**Exercise directions:** Pull every line containing the word "laid" out of the material below.

+ + +

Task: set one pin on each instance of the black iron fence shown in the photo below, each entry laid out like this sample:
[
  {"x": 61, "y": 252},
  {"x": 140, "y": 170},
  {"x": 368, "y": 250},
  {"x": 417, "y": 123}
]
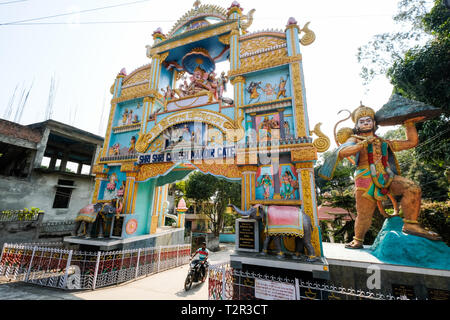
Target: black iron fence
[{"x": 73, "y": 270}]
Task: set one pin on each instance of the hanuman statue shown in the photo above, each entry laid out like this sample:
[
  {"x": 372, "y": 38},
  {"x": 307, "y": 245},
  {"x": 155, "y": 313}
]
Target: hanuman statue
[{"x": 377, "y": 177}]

+ + +

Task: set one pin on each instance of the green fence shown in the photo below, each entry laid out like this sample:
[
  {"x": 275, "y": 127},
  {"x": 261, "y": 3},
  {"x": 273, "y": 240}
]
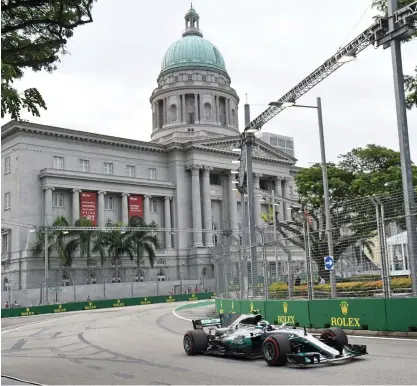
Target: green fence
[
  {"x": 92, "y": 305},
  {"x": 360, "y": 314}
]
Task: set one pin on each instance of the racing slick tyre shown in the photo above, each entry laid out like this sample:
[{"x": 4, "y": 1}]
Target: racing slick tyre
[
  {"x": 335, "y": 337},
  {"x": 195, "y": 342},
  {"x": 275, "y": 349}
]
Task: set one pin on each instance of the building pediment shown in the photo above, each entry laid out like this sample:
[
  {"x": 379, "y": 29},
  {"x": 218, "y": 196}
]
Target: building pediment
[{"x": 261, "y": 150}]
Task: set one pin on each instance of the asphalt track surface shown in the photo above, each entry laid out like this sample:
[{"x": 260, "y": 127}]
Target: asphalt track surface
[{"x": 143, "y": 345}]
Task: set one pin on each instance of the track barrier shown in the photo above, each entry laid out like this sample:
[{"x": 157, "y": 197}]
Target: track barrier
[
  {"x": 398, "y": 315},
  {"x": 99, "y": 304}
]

+ + +

**Task answer:**
Task: set one pin on each instance of the black iron fence shown in the photo below, each entry laid out like this sample:
Task: set one pin on each instance of the hanuman statue shown in the photo above, each entry laid out like this sample:
Task: set one pin on each instance of the green fence shown in the photo below, each entry laid out like this sample:
Task: set one pin on each instance of the racing slick tyre shown in the photo above, each entry laid out like this sample:
Task: set one pin on each instance of the building pediment shown in the photo above, each entry laid out like this sample:
Task: set one pin on each instance of the asphalt track surface shown in the photo above, each entry laid out like this sample:
Task: set one pin on each instance of the track barrier shown in the photo above, each entry laid out like this sample:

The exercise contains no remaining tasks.